ZU LESENDER TEXT:
++++++++

Besagte Verordnung hätte ein völliges Umkrempeln des österreichischen Asylwesens zufolge: Viele Flüchtlinge würden dann bereits an den österreichischen Grenzstationen zurückgewiesen – dies aber noch auf ausländischem Gebiet, sodass laut Innenministerium "die Behörden des anderen Landes für sie zuständig sind".

"Anhaltung" von Asylsuchenden

Jenen Asylsuchenden wiederum, die unter Umgehung der Grenzkontrollen ins Land kommen und hier zum Beispiel im Lager Traiskirchen einen Asylantrag zu stellen versuchen – wie es viele Flüchtlinge derzeit nach wie vor tun -, würde dann Freiheitsentzug ins Haus stehen. Die "Anhaltung" soll in einem Polizeianhaltezentrun (Paz) stattfinden: dort, wo jetzt unter anderem Schubhäftlinge eingesperrt sind.

Als Haft gilt der geplante Freiheitsentzug für Flüchtlinge, nur weil sie Flüchtlinge sind, laut Gesetz nicht. Die Frage, ob eine solche Anhaltung menschenrechtswidrig wäre, würde laut Christoph Riedl, Leiter des Diakonie-Flüchtlingsdienstes, in weiterer Folge "wohl ein Fall für die Höchstgerichte".

++++++++

BEIGEFÜGTE AUFLISTUNG:
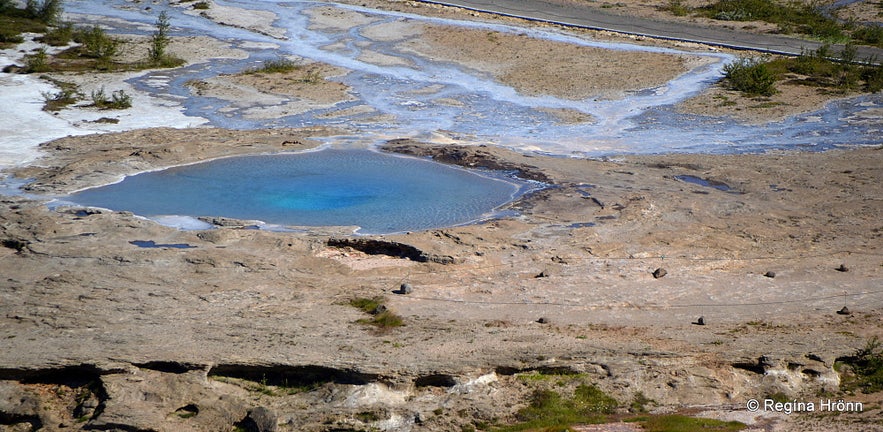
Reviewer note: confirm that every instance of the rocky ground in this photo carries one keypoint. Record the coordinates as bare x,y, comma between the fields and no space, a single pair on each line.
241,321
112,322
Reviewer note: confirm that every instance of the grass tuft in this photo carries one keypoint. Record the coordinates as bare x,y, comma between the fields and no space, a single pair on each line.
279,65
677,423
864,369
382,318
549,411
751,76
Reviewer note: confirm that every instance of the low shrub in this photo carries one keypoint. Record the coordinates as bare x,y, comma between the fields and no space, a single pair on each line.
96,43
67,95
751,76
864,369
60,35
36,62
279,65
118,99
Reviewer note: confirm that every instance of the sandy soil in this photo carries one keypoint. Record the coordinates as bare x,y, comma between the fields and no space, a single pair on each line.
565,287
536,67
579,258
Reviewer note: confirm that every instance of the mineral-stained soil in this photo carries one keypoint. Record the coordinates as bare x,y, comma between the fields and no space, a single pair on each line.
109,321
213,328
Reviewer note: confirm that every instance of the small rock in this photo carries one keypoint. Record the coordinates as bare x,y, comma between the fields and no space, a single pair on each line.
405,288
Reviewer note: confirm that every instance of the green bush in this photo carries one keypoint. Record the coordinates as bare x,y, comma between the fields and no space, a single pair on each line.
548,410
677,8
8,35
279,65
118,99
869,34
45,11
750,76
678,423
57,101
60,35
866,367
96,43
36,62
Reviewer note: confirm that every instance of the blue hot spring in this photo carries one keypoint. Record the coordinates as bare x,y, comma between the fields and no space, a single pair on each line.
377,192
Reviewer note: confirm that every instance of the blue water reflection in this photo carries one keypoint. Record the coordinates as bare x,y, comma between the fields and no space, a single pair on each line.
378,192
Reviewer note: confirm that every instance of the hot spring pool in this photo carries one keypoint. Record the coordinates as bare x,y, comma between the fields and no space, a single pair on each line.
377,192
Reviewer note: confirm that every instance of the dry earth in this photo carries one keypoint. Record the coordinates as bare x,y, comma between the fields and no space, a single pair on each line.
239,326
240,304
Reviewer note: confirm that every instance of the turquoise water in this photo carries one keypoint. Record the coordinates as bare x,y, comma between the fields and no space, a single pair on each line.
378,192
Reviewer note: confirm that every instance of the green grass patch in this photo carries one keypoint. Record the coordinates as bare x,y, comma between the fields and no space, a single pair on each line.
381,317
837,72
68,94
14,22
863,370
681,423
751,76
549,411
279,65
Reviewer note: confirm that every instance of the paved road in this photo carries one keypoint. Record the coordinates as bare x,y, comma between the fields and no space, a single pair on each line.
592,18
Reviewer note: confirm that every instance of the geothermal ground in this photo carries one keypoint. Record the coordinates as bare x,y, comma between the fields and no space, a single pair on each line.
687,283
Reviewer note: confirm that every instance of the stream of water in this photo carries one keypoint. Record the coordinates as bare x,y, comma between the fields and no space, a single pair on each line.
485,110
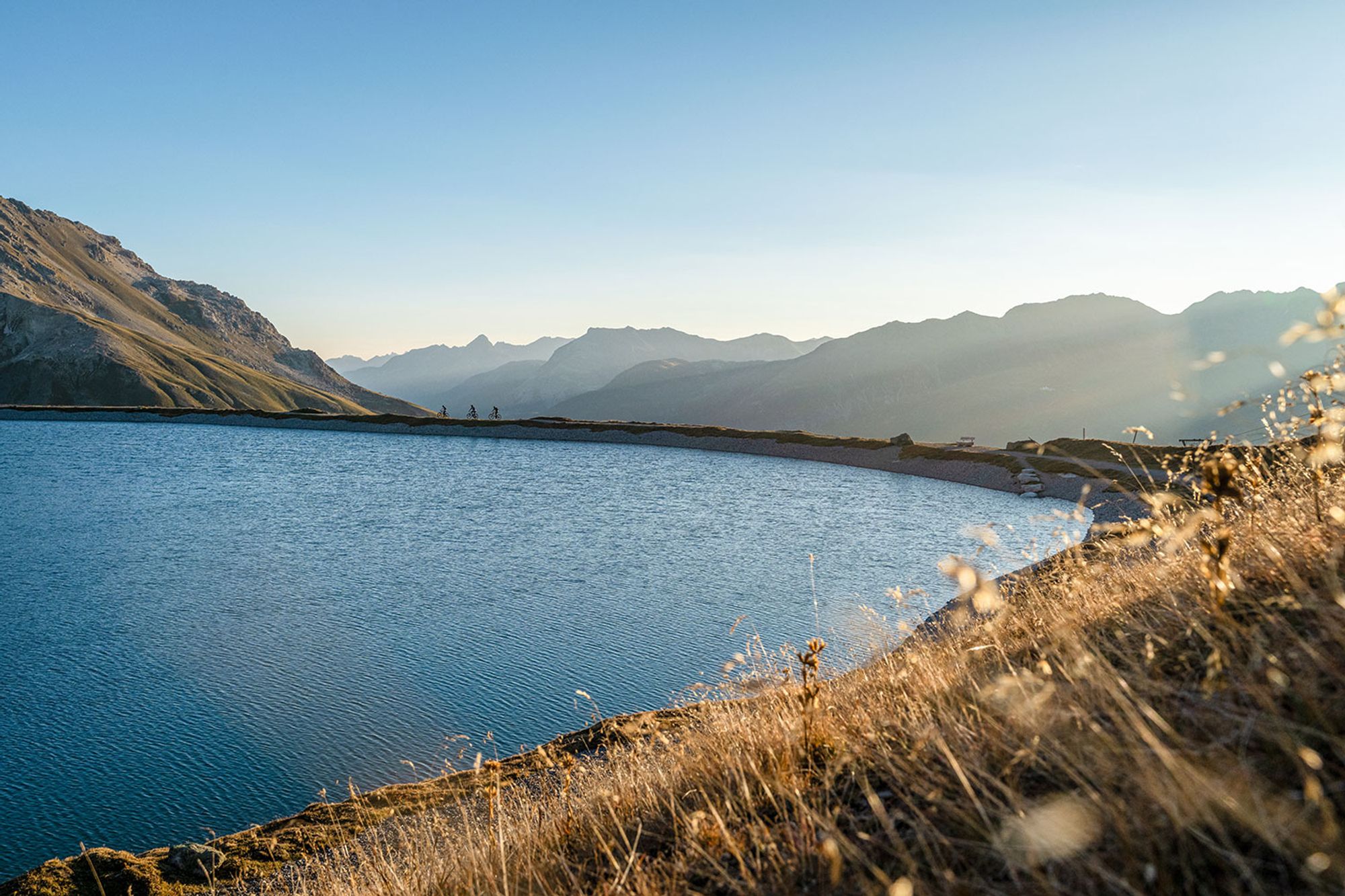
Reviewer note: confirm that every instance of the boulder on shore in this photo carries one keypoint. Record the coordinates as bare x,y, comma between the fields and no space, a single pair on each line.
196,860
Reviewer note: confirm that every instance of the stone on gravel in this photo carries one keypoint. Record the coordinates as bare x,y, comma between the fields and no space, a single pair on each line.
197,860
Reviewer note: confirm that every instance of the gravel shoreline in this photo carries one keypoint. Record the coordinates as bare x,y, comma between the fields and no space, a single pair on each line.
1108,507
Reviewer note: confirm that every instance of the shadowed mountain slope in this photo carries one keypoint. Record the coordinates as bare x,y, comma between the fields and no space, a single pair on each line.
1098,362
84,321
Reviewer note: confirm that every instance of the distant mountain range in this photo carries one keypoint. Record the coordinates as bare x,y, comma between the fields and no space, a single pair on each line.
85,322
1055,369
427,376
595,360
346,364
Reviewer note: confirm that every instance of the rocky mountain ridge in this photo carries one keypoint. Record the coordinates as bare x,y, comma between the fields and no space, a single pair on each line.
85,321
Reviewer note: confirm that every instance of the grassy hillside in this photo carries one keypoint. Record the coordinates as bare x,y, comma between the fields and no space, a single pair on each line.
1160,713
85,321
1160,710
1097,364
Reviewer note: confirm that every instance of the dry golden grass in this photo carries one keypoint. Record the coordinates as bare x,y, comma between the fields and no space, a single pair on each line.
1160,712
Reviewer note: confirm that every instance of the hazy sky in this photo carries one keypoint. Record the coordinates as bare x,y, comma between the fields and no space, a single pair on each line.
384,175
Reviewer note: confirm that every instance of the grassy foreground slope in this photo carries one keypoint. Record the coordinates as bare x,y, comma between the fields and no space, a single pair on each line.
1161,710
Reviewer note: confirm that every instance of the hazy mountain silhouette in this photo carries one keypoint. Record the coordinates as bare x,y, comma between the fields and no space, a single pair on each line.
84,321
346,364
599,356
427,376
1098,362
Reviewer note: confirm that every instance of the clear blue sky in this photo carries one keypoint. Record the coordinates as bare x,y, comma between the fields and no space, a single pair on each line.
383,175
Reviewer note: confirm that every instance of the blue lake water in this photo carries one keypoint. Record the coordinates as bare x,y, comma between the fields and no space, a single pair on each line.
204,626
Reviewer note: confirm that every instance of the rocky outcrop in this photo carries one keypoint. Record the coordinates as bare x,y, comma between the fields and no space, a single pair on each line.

++++++++

WAS ZU TUN IST: Gib aus dem Text zum österreichischen Asylwesen den Abschnitt wörtlich wieder, der mit den Worten „Jenen Asylsuchenden wiederum, die“ beginnt und mit „Schubhäftlinge eingesperrt sind.“ endet. Die Auflistung wird hier nicht gebraucht.

VOLLSTÄNDIGE ANTWORT:
Jenen Asylsuchenden wiederum, die unter Umgehung der Grenzkontrollen ins Land kommen und hier zum Beispiel im Lager Traiskirchen einen Asylantrag zu stellen versuchen – wie es viele Flüchtlinge derzeit nach wie vor tun -, würde dann Freiheitsentzug ins Haus stehen. Die "Anhaltung" soll in einem Polizeianhaltezentrun (Paz) stattfinden: dort, wo jetzt unter anderem Schubhäftlinge eingesperrt sind.